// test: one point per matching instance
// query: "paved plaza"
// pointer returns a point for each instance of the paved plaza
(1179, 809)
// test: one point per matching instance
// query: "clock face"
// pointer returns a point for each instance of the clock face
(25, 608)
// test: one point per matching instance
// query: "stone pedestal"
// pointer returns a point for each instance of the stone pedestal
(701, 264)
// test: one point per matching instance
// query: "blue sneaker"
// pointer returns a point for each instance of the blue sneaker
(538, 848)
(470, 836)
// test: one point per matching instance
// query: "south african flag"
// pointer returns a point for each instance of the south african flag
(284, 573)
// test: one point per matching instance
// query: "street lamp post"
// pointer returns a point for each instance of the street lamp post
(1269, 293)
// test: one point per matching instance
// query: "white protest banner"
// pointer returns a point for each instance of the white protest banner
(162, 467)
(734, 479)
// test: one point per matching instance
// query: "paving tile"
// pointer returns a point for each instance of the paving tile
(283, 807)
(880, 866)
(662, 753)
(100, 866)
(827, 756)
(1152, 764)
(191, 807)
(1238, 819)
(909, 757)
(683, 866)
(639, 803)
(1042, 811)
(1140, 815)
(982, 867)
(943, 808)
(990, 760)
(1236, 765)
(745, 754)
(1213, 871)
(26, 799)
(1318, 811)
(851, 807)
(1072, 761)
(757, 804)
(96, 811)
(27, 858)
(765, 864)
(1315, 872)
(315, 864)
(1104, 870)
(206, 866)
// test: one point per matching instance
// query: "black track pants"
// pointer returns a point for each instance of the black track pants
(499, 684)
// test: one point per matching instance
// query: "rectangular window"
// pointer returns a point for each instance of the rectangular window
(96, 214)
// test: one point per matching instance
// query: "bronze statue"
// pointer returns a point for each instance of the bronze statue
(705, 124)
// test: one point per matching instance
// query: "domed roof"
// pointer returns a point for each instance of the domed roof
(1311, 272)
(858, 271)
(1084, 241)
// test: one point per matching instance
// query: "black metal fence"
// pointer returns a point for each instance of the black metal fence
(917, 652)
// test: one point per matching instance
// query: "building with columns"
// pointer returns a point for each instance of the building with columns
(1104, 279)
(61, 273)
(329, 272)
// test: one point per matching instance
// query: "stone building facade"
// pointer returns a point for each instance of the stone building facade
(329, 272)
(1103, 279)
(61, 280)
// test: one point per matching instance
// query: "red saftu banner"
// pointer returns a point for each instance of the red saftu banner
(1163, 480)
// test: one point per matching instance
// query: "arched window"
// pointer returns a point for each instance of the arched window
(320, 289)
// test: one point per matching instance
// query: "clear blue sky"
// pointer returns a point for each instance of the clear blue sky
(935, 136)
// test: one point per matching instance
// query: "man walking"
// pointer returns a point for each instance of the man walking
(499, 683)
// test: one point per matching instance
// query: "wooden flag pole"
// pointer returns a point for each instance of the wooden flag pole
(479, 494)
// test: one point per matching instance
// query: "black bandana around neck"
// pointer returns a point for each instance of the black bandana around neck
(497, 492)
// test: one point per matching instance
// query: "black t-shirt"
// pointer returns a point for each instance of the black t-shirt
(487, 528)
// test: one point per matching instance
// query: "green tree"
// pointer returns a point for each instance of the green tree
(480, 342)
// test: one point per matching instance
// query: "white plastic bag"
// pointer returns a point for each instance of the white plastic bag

==========

**TASK STATEMENT:** Every line in the data that holds the string "plastic" should be returned.

**EXERCISE ANSWER:**
// query: "white plastic bag"
// pointer returns a point for each instance of the white plastic bag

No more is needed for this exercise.